任务 A
在关于议会税率提案的段落中，A5 的草案顺利送到了哪几位议员手中？
任务 B
请续写关于议会税率提案的段落，从其最后一句之后接着写下去。

所给段落
───
现在我们假设在 A1 提出提案的同时, A5 决定将税率定为 20%:
现有的税率是什么? 如果没有决定, 则建议将其定为 20%. 时间: 本届议会第3年3月15日; 提案者: A5
草案要通过侍从送到其它议员的案头. A1 的草案将由5位侍从送到 A2-A5 那里. 现在, 负责 A2 和 A3 的侍从将草案顺利送达, 负责 A4 和 A5 的侍从则不上班. A5 的草案则顺利的送至 A3 和 A4 手中.
现在, A1, A2, A3 收到了 A1 的提案; A3, A4, A5 收到了 A5 的提案. 按照协议, A1, A2, A4, A5 将接受他们收到的提案, 侍从将拿着
我已收到你的提案, 等待最终批准
的回复回到提案者那里.
而 A3 的行为将决定批准哪一个.
假设 A1 的提案先送到 A3 处, 而 A5 的侍从决定放假一段时间. 于是 A3 接受并派出了侍从. A1 等到了两位侍从, 加上它自己已经构成一个多数派, 于是税率 10% 将成为决议. A1 派出侍从将决议送到所有议员处:
税率已定为 10%, 新的提案不得再讨论本问题.
A3 在很久以后收到了来自 A5 的提案. 由于税率问题已经讨论完毕, 他决定不再理会. 但是他要抱怨一句:
税率已在之前的投票中定为 10%, 你不要再来烦我!
这个回复对 A5 可能有帮助, 因为 A5 可能因为某种原因很久无法与与外界联系了. 当然更可能对 A5 没有任何作用, 因为 A5 可能已经从 A1 处获得了刚才的决议.
───
[数据集所含记录]
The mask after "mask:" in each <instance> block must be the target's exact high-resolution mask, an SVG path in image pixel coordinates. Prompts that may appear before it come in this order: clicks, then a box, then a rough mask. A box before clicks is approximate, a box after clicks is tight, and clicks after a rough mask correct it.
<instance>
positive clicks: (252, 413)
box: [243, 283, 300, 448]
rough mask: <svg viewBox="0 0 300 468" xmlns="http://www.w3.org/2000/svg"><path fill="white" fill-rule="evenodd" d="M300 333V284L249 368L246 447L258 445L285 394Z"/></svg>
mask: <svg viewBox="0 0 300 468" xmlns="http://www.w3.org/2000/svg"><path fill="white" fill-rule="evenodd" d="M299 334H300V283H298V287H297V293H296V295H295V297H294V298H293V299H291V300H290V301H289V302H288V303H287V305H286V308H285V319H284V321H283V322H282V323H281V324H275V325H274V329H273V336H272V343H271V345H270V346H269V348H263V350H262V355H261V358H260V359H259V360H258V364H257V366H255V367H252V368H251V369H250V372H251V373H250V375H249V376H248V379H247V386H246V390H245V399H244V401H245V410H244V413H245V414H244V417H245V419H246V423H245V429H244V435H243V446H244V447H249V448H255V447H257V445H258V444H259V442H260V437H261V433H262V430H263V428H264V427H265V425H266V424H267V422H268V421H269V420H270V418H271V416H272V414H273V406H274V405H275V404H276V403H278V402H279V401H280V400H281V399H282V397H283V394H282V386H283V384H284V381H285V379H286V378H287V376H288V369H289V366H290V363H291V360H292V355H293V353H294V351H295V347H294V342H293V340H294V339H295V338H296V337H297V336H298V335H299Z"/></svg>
───
答案 A
A3 和 A4。

答案 B
依然假设 A1 的提案先送到 A3 处, 但是这次 A5 的侍从不是放假了, 只是中途耽搁了一会. 这次, A3 依然会将"接受"回复给 A1. 但是在决议成型之前它又收到了 A5 的提案. 这时协议有两种处理方式:
1. 如果 A5 的提案更早, 按照传统应该由较早的提案者主持投票. 现在看来两份提案的时间一样(本届议会第3年3月15日). 但是 A5 是个惹不起的大人物. 于是 A3 回复:
我已收到您的提案, 等待最终批准, 但是您之前有人提出将税率定为 10%, 请明察.
于是, A1 和 A5 都收到了足够的回复. 这时关于税率问题就有两个提案在同时进行. 但是 A5 知道之前有人提出税率为 10%. 于是 A1 和 A5 都会向全体议员广播:
税率已定为 10%, 新的提案不得再讨论本问题.
一致性得到了保证.
2. A5 是个无足轻重的小人物. 这时 A3 不再理会他, A1 不久后就会广播税率定为 10%.
在这个情况中, 我们将看见, 根据提案的时间及提案者的权势决定是否应答是有意义的. 在这里, 时间和提案者的权势就构成了给提案编号的依据. 这样的编号符合"任何两个提案之间构成偏序"的要求.
A1 和 A5 同样提出上述提案, 这时 A1 可以正常联系 A2 和 A3; A5 也可以正常联系这两个人. 这次 A2 先收到 A1 的提案; A3 则先收到 A5 的提案. A5 更有权势.
在这种情况下, 已经回答 A1 的 A2 发现有比 A1 更有权势的 A5 提出了税率 20% 的新提案, 于是回复 A5 说:
我已收到您的提案, 等待最终批准.
而回复了 A5 的 A3 发现新的提案者A1是个小人物, 不予理会.
A1没有达到多数,A5达到了,于是 A5 将主持投票, 决议的内容是 A5 提出的税率 20%.
如果 A3 决定平等地对待每一位议员, 对 A1 做出"你之前有人提出将税率定为 20%" 的回复, 则将造成混乱. 这种情况下 A1 和 A5 都将试图主持投票, 但是这次两份提案的内容不同.
这种情况下, A3 若对 A1 进行回复, 只能说:
有更大的人物关注此事, 请等待他做出决定.
另外, 在这种情况下, A4 与外界失去了联系. 等到他恢复联系, 并需要得知税率情况时, 他(在最简单的协议中)将提出一个提案:
现有的税率是什么? 如果没有决定, 则建议将其定为 15%. 时间: 本届议会第3年4月1日; 提案者: A4
这时, (在最简单的协议中)其他议员将会回复:
税率已在之前的投票中定为 20%, 你不要再来烦我!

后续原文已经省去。